------ EXCERPT PROVIDED

IMF Downgrades Global Growth amid Supply Disruption, Slower Recovery in China and US

The International Monetary Fund (IMF) has cut its global growth forecast for this year, mainly because of downgrades for the United States and China for their individual issues and global supply disruptions.


IMF expects 2021 GDP to come in at 5.9%, while cutting its forecast for 2022 growth to 4.4% from a 4.9% growth forecast last October, according to Deputy Managing Director of the International Gita Gopinath.

In a statement published on January 25, IMF wrote that the continuing global recovery faces multiple challenges as the pandemic enters its third year. The rapid spread of the Omicron variant has led to renewed mobility restrictions in many countries and increased labor shortages. Supply disruptions still weigh on activity and are contributing to higher inflation, adding to pressures from strong demand and elevated food and energy prices. Moreover, record debt and rising inflation constrain the ability of many countries to address renewed disruptions.

Other challenges, and policy pivots, are expected to have a greater impact on the outlook. IMF projects global growth this year at 4.4%, 0.5 percentage point lower than previously forecast, mainly because of downgrades for the United States and China. In the case of the United States, this reflects lower prospects of legislating the Build Back Better fiscal package, an earlier withdrawal of extraordinary monetary accommodation, and continued supply disruptions. China’s downgrade reflects continued retrenchment of the real estate sector and a weaker-than-expected recovery in private consumption.

Supply disruptions have led to markdowns for other countries too, such as Germany. The IMF expects global growth to slow to 3.8% in 2023. This is 0.2 percentage point higher than in the October 2021 WEO and largely reflects a pickup after current drags on growth dissipate.

------------

TASKS TO COMPLETE:
A: Retype the part of the IMF forecast article that opens with the words containing "The International Monetary" and closes with "global supply disruptions.".
B: According to the IMF forecast article, what does China's downgrade reflect?
Use only the IMF forecast article as your source.

------ ENTRIES PROVIDED

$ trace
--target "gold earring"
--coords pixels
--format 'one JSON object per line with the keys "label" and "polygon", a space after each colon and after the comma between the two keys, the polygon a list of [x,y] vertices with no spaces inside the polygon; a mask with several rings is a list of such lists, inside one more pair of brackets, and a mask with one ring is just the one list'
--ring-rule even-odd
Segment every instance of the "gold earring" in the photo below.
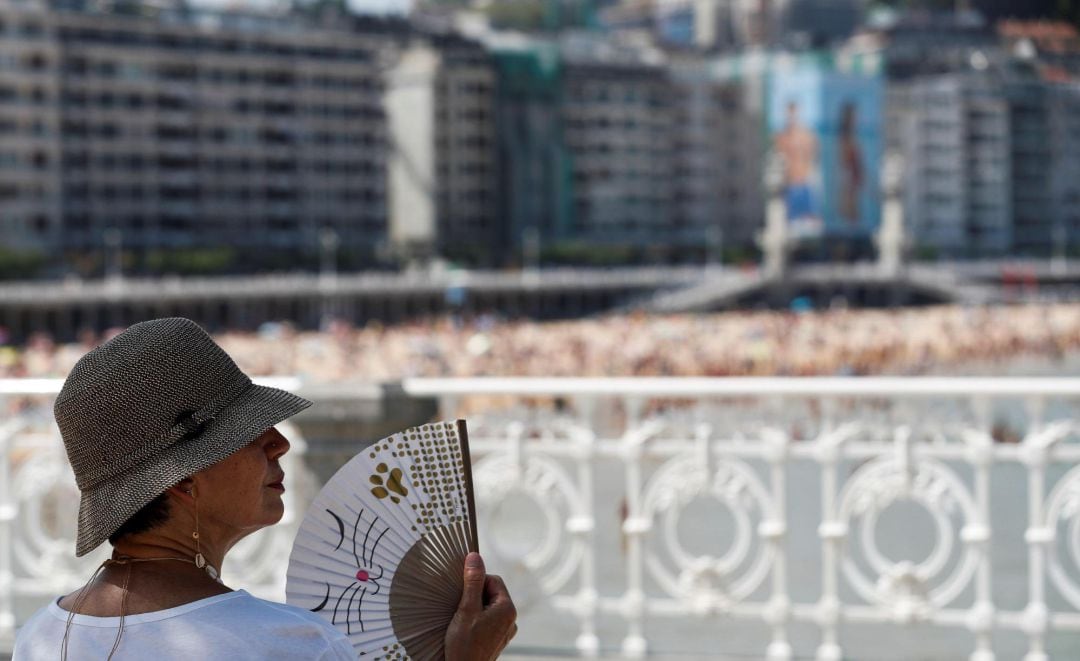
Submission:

------------
------ ENTRIES PROVIDED

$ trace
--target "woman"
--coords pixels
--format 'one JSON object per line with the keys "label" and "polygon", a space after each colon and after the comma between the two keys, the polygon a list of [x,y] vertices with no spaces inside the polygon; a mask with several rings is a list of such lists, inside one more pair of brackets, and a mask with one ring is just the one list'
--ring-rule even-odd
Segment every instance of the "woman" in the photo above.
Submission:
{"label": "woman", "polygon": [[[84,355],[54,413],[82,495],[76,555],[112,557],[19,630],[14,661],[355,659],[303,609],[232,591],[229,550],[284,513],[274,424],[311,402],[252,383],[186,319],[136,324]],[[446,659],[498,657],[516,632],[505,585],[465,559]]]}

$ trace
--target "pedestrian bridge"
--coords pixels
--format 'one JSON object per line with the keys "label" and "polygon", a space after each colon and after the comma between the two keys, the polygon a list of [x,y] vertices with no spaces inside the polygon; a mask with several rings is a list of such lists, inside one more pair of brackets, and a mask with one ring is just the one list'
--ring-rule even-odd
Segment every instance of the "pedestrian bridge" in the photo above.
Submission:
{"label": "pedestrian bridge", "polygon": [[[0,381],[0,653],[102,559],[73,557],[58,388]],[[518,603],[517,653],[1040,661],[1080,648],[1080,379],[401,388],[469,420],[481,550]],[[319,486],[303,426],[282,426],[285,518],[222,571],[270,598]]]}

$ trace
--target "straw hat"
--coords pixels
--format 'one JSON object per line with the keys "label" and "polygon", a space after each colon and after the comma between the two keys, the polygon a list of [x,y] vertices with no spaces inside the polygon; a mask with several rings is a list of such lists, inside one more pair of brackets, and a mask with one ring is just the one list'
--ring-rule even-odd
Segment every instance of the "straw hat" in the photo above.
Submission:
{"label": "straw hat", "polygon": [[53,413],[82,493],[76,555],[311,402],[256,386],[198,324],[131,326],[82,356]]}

------------

ACTIVITY ANSWERS:
A:
The International Monetary Fund (IMF) has cut its global growth forecast for this year, mainly because of downgrades for the United States and China for their individual issues and global supply disruptions.

B: China's downgrade reflects continued retrenchment of the real estate sector and a weaker-than-expected recovery in private consumption.